▸ EXCERPTED RECORDS
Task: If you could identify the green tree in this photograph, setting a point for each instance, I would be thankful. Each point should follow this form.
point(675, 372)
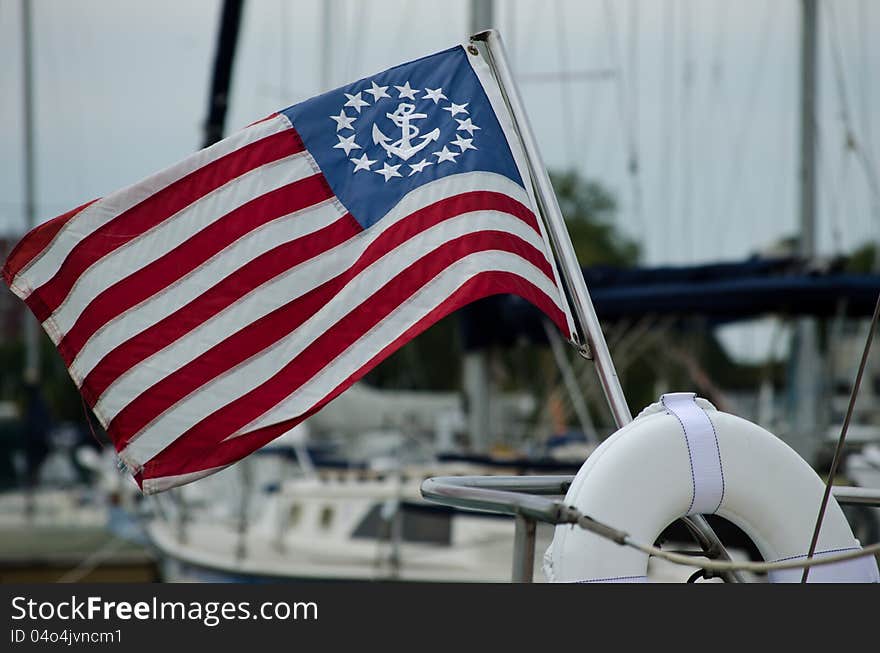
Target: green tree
point(589, 210)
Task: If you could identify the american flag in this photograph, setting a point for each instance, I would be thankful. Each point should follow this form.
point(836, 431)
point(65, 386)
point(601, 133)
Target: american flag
point(209, 308)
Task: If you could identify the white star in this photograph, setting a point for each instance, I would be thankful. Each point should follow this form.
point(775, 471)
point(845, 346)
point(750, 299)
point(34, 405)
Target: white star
point(346, 143)
point(454, 109)
point(355, 101)
point(418, 167)
point(362, 163)
point(446, 155)
point(464, 143)
point(377, 91)
point(466, 125)
point(435, 94)
point(389, 171)
point(406, 91)
point(343, 121)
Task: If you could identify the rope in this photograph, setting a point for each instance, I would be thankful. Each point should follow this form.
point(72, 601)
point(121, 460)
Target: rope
point(624, 539)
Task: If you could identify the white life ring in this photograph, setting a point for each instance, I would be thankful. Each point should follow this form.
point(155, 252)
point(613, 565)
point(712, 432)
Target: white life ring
point(682, 456)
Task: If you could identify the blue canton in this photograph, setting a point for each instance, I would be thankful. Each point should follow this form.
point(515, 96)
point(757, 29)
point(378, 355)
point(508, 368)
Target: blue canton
point(379, 138)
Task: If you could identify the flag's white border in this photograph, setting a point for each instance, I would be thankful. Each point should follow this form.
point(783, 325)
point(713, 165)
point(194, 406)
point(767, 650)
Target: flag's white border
point(481, 68)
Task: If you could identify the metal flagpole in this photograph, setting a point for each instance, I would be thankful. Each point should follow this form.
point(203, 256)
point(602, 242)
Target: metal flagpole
point(569, 267)
point(31, 325)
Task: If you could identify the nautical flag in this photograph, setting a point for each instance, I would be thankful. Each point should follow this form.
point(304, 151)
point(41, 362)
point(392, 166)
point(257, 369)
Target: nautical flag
point(209, 308)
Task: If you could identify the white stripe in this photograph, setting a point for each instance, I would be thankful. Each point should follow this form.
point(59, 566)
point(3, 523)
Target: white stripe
point(705, 458)
point(173, 232)
point(132, 322)
point(259, 369)
point(43, 267)
point(284, 289)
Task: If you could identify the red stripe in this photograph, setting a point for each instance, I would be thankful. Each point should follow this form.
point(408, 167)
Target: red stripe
point(235, 286)
point(264, 332)
point(35, 242)
point(156, 209)
point(189, 255)
point(182, 322)
point(186, 456)
point(268, 330)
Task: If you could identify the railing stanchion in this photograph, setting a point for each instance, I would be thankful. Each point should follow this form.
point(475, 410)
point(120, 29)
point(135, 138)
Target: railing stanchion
point(523, 549)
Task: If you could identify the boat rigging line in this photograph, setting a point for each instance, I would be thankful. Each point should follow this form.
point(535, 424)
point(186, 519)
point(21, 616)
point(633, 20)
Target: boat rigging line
point(835, 462)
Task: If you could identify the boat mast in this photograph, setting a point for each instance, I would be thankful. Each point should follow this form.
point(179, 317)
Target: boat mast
point(806, 388)
point(221, 80)
point(31, 325)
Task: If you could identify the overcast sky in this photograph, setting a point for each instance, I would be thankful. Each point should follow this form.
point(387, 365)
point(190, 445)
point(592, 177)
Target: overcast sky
point(703, 92)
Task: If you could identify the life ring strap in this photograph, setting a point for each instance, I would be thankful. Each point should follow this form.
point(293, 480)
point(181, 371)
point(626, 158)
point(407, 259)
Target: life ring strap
point(707, 474)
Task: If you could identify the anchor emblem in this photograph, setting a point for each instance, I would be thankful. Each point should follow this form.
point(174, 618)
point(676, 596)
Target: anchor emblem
point(403, 147)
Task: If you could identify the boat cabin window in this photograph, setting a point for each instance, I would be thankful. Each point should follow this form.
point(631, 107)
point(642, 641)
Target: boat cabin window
point(294, 515)
point(422, 524)
point(326, 517)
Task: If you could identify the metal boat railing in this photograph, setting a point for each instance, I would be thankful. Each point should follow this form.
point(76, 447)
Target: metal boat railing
point(533, 499)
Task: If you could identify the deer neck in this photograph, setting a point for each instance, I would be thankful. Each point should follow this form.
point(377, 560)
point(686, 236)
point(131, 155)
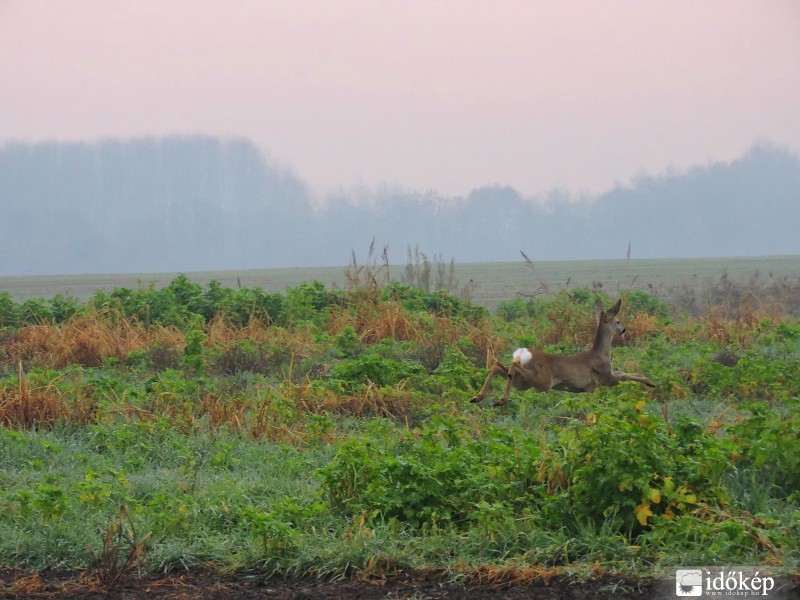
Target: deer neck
point(602, 340)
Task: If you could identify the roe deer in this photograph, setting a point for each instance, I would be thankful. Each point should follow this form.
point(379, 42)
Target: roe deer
point(581, 372)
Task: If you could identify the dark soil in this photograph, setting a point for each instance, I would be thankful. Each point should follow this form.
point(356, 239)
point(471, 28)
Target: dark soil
point(411, 586)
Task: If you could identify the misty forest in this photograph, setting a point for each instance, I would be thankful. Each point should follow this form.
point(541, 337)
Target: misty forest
point(187, 203)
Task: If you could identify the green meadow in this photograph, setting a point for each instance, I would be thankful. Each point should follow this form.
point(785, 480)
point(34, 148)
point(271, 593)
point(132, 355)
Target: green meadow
point(315, 423)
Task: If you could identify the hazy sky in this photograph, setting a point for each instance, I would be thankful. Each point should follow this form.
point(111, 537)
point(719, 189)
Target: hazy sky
point(429, 95)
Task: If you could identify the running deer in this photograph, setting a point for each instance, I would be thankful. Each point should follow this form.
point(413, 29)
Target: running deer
point(581, 372)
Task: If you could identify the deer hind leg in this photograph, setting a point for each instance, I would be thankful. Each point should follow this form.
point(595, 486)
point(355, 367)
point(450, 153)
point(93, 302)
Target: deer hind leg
point(497, 369)
point(620, 376)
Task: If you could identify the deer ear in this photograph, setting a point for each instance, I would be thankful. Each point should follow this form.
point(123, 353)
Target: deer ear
point(612, 312)
point(598, 306)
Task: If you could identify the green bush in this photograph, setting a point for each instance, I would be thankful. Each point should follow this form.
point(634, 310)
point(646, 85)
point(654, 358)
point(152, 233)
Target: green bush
point(437, 478)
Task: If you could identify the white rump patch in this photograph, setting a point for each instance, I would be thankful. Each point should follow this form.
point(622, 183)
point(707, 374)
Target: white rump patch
point(522, 356)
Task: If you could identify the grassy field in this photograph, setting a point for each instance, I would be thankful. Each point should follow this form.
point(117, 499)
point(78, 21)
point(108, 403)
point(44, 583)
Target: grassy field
point(494, 282)
point(329, 434)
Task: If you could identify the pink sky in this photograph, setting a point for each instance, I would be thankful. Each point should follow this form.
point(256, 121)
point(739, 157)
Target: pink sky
point(428, 95)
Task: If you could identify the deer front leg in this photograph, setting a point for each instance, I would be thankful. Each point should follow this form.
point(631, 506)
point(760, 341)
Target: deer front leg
point(497, 369)
point(620, 376)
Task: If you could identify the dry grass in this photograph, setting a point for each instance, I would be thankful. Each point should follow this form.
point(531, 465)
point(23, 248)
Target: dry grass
point(27, 408)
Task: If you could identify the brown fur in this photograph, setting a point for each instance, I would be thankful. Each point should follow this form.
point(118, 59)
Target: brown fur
point(581, 372)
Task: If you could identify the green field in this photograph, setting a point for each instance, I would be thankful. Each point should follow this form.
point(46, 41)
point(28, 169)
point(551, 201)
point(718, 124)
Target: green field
point(293, 430)
point(494, 282)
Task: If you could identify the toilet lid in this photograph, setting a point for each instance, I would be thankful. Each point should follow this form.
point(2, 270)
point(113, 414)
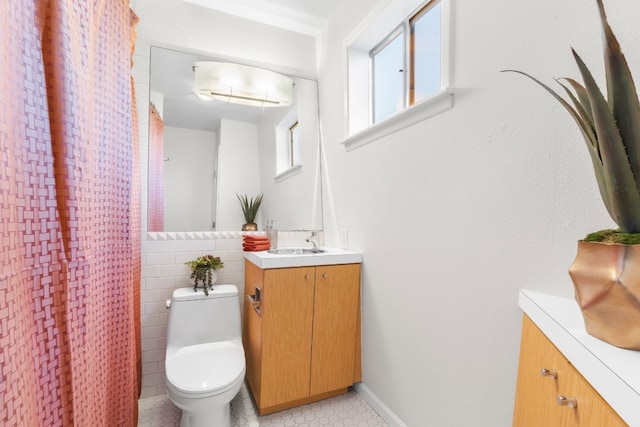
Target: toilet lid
point(205, 368)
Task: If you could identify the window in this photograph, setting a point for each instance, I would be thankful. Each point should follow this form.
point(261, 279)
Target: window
point(425, 53)
point(397, 69)
point(405, 67)
point(294, 156)
point(387, 64)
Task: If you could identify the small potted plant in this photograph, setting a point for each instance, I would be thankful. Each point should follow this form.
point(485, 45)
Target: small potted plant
point(203, 269)
point(606, 272)
point(250, 208)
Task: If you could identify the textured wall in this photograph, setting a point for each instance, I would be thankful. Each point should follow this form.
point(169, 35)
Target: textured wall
point(456, 213)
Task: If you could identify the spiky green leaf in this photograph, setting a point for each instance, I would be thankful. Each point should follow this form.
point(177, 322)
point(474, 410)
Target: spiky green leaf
point(622, 95)
point(619, 178)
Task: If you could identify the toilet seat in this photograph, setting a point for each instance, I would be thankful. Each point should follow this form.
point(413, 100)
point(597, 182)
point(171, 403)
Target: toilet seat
point(206, 369)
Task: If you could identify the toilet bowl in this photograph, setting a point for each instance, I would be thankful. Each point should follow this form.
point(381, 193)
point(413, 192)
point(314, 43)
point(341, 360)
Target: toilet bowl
point(204, 364)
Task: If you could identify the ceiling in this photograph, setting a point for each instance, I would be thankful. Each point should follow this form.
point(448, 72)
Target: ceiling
point(172, 75)
point(303, 16)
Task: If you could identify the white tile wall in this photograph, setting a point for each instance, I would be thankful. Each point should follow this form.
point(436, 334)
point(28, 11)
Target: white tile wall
point(163, 270)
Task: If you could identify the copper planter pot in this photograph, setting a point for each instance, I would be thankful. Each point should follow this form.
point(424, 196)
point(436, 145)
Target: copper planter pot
point(606, 278)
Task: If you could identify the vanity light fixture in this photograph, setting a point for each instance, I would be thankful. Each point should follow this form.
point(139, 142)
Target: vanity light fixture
point(241, 84)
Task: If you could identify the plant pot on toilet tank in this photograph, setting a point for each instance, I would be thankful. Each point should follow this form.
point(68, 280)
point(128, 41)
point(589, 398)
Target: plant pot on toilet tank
point(606, 272)
point(204, 271)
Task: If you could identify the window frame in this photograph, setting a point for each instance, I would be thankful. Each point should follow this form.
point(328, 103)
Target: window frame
point(406, 30)
point(359, 128)
point(385, 42)
point(294, 143)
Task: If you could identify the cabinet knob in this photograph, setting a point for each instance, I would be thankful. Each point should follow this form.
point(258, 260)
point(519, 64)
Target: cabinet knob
point(549, 373)
point(566, 401)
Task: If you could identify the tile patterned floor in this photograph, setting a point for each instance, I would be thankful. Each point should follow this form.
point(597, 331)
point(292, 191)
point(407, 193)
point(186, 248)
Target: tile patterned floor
point(347, 410)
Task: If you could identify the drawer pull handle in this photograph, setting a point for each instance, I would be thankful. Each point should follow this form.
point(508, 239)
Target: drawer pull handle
point(569, 402)
point(549, 373)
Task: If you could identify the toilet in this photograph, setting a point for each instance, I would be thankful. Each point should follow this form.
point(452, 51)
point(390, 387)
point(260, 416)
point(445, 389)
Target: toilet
point(204, 362)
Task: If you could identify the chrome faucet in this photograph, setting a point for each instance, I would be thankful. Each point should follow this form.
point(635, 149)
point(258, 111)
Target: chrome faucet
point(313, 239)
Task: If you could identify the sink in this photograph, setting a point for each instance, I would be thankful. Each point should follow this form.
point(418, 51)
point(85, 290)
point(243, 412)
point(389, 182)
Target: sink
point(295, 251)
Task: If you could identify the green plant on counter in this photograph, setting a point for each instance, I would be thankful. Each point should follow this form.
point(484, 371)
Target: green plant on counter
point(202, 269)
point(250, 207)
point(611, 129)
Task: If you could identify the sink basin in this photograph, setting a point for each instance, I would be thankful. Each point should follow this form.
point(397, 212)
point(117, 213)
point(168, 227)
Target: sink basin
point(295, 251)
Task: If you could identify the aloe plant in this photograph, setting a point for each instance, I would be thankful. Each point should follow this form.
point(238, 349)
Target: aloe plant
point(250, 207)
point(610, 127)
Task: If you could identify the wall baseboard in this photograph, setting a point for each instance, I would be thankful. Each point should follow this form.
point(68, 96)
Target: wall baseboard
point(385, 413)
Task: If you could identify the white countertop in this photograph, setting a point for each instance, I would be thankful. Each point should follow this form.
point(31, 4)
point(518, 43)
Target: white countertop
point(612, 371)
point(331, 256)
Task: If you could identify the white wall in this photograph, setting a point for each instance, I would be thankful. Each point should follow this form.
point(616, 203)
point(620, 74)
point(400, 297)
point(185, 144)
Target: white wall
point(293, 202)
point(457, 213)
point(239, 173)
point(190, 157)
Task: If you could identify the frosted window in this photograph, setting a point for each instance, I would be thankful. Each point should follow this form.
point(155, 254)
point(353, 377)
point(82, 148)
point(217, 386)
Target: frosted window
point(388, 79)
point(425, 53)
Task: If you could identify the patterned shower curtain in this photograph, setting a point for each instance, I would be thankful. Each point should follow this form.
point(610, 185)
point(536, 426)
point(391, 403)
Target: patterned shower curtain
point(155, 199)
point(69, 209)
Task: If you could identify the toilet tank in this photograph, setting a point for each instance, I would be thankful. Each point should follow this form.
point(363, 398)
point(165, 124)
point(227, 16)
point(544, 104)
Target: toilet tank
point(195, 318)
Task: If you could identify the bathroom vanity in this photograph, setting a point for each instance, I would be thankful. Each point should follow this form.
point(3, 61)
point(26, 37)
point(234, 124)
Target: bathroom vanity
point(301, 331)
point(569, 378)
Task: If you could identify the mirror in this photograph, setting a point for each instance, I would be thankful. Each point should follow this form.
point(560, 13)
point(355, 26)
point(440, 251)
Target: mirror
point(202, 153)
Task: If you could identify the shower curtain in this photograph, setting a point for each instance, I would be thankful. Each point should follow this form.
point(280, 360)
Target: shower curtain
point(69, 209)
point(155, 199)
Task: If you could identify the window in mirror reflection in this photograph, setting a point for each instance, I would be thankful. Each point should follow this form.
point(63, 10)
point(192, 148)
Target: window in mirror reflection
point(294, 156)
point(288, 142)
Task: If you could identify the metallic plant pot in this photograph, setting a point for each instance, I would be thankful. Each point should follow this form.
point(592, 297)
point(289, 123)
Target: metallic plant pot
point(606, 278)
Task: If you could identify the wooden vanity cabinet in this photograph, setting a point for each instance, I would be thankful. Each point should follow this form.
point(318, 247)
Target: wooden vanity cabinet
point(537, 391)
point(302, 338)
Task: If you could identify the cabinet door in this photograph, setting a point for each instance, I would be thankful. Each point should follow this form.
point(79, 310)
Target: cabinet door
point(535, 404)
point(287, 314)
point(591, 410)
point(337, 297)
point(252, 329)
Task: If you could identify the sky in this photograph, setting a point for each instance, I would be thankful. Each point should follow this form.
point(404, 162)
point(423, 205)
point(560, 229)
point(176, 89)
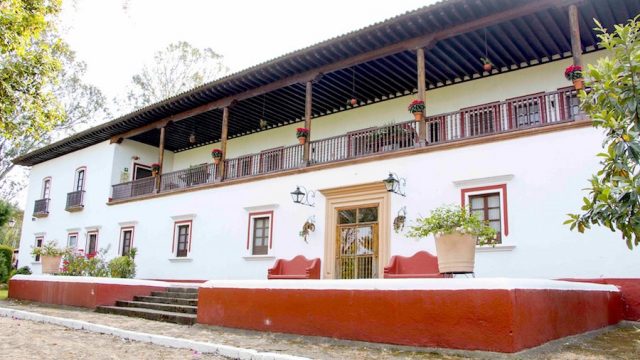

▸ ABOUT THIS TASK
All that is wanted is a faithful reproduction of the line above with "point(155, 252)", the line with "point(378, 355)", and every line in between.

▸ ANSWER BOX
point(155, 252)
point(613, 565)
point(712, 432)
Target: white life ring
point(682, 456)
Task: If you could identify the blue canton in this photograph, setting a point for each instance, I would be thankful. Each point should follow this form.
point(515, 96)
point(757, 29)
point(378, 355)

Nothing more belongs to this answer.